### TASK BRIEF
From the records below, print exactly the lines starting at the one containing "If you could indicate the wicker coffee" and ending at the one containing "point(534, 108)", ends included, and nothing else.

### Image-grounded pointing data
┌──

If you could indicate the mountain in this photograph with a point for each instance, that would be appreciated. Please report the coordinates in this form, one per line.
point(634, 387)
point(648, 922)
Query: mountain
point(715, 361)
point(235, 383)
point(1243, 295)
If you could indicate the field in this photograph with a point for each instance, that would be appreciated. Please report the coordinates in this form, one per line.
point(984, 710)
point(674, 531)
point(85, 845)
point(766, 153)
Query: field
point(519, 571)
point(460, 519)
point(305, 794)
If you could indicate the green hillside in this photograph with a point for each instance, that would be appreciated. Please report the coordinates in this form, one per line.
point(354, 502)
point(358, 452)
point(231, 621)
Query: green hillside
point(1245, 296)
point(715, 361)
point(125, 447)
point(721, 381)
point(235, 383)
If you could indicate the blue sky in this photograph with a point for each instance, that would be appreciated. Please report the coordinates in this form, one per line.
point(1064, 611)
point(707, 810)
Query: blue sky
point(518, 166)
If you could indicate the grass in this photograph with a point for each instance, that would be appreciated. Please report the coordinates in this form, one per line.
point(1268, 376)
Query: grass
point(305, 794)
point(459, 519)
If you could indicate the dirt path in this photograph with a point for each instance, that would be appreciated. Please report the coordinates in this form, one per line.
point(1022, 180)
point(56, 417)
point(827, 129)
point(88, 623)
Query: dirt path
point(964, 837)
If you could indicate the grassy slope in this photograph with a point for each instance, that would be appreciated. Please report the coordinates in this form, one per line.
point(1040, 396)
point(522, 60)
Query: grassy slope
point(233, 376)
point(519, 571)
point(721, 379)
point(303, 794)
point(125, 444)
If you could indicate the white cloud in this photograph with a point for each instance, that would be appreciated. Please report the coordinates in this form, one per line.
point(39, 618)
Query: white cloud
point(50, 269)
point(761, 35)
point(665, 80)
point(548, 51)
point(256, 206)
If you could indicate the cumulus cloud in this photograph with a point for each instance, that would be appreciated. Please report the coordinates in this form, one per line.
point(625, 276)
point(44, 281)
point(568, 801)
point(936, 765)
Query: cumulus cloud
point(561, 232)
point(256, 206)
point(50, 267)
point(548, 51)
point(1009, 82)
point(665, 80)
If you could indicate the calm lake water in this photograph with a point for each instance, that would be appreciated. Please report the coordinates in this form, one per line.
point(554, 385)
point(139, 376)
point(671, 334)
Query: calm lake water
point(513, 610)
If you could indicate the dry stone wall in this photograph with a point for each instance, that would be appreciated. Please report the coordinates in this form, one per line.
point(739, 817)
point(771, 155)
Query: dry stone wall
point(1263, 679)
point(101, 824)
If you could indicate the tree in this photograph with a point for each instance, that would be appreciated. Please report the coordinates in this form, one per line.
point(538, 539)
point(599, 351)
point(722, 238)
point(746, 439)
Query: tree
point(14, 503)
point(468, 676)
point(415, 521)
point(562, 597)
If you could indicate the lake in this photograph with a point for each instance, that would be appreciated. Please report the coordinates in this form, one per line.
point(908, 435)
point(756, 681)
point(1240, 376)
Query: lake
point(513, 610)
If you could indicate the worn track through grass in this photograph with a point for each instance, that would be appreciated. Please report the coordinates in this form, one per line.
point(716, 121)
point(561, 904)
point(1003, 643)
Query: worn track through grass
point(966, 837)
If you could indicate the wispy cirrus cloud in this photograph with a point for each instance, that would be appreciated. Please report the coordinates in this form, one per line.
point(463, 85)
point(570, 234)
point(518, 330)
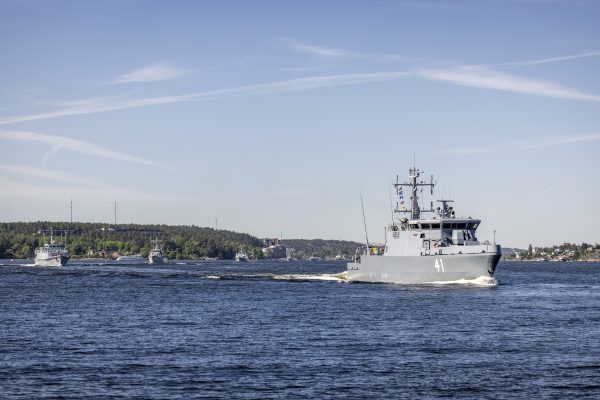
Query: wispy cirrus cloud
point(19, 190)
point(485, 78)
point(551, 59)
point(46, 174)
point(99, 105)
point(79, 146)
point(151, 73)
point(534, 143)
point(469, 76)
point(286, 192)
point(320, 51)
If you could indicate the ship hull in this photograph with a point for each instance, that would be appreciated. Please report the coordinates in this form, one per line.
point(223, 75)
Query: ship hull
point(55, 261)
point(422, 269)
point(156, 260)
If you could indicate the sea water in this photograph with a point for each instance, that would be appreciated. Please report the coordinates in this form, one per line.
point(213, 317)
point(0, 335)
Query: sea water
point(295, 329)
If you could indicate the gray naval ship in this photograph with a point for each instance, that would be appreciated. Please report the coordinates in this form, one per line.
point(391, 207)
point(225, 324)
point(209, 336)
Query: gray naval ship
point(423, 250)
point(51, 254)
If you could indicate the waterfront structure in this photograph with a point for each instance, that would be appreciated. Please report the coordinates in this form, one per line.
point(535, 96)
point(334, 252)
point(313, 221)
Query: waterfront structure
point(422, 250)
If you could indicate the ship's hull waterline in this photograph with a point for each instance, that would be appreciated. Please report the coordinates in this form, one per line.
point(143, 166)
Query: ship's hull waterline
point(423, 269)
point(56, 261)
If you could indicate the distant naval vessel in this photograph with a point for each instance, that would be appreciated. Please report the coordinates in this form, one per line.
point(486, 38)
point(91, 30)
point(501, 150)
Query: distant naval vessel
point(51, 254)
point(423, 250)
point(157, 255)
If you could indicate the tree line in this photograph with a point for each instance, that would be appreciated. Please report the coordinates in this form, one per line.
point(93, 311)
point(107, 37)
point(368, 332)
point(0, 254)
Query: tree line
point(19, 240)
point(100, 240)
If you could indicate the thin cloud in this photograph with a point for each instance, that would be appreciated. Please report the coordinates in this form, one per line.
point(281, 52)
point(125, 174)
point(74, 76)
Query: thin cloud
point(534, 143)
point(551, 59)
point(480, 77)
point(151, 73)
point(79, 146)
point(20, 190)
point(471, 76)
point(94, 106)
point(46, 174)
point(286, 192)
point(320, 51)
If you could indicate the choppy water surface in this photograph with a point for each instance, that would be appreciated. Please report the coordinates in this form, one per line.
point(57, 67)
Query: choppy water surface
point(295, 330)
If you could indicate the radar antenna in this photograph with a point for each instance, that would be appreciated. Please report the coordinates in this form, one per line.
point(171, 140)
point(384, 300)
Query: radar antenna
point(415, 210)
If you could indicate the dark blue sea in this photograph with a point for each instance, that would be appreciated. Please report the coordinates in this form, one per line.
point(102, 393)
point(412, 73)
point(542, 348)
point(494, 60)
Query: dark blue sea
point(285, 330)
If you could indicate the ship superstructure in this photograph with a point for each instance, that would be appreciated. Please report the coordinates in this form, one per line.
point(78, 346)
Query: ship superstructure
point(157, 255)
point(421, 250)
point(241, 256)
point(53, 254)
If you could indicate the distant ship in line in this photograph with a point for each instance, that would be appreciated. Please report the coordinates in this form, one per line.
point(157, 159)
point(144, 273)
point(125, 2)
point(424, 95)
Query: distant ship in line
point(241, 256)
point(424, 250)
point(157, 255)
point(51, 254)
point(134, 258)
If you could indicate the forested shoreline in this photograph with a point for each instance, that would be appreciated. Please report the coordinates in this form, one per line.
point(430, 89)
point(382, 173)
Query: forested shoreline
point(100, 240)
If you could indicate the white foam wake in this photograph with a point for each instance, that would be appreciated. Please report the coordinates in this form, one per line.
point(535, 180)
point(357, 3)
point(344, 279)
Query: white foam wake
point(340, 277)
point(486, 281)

└──
┌──

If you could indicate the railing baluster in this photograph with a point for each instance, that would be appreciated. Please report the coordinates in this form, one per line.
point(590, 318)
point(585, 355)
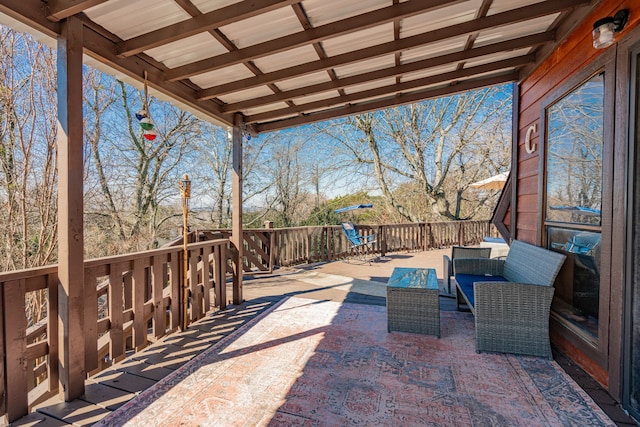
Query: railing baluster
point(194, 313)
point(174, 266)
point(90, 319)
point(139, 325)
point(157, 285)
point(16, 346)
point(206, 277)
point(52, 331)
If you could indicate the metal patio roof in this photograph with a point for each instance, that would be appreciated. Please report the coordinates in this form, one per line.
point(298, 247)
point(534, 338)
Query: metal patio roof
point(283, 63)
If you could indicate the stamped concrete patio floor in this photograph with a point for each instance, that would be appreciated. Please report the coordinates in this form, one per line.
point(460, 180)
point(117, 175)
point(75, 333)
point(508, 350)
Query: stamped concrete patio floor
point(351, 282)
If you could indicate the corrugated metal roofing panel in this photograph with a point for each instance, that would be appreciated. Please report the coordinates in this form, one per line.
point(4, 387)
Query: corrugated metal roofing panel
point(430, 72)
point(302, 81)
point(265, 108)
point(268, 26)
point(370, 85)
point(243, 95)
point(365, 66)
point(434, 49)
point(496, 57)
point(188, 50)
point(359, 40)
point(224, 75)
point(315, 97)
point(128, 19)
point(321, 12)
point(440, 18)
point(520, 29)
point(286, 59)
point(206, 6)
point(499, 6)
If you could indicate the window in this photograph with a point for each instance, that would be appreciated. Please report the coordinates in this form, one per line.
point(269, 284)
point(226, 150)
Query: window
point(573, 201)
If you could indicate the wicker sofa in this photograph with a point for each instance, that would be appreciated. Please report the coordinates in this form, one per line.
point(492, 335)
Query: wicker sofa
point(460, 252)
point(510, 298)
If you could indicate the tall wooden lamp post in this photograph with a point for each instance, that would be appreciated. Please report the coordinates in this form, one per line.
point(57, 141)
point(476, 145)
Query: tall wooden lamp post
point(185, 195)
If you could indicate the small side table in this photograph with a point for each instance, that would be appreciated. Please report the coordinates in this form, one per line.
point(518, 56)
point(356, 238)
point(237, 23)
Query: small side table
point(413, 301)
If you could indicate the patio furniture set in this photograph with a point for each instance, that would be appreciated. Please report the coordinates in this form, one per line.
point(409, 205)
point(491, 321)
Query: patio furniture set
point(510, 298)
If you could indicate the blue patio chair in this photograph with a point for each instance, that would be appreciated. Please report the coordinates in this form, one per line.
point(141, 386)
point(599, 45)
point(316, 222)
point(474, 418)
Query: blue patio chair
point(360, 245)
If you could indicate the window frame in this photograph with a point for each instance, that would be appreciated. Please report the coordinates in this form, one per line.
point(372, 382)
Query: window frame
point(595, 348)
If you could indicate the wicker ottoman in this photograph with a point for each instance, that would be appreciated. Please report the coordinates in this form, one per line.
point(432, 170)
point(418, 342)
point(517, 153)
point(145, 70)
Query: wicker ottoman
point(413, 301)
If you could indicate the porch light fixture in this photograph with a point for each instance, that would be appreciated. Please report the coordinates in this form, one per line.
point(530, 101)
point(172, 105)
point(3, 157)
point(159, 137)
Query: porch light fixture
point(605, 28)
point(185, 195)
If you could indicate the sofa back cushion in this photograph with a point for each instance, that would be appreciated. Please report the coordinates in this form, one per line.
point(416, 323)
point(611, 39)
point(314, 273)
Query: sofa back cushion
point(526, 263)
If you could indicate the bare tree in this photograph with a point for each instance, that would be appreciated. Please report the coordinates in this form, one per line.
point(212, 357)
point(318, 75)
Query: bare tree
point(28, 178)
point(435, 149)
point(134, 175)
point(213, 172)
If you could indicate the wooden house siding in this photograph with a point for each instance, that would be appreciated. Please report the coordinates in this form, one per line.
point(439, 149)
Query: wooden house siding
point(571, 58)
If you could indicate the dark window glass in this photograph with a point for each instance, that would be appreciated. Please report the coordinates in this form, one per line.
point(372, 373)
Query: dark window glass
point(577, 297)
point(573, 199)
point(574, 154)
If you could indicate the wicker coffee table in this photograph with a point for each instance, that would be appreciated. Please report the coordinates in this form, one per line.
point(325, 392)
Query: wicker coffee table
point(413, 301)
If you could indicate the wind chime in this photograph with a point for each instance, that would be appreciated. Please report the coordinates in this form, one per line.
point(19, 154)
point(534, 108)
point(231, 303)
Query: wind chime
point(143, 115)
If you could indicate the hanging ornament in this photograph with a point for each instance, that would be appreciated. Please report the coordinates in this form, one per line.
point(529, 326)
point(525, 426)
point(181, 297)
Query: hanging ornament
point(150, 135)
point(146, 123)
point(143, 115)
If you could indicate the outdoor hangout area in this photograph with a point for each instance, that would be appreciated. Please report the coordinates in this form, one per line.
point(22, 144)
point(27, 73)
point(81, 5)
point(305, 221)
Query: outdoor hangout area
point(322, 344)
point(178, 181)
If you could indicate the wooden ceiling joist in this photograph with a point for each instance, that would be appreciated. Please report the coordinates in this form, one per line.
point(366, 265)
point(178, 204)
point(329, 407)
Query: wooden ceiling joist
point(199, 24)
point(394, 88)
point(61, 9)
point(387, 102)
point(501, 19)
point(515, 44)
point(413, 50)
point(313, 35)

└──

### SOLUTION TO THIS TASK
If you could indicate the wicker coffee table in this photograph with a point for each instance, that would be appreciated. Please report the coordinates in this form, one per line.
point(325, 392)
Query: wicker coffee table
point(413, 301)
If you could indicate the wind chime in this photograph with a point for each instance, that would be appreciated. Please report the coordinates in this form, one per line.
point(19, 154)
point(534, 108)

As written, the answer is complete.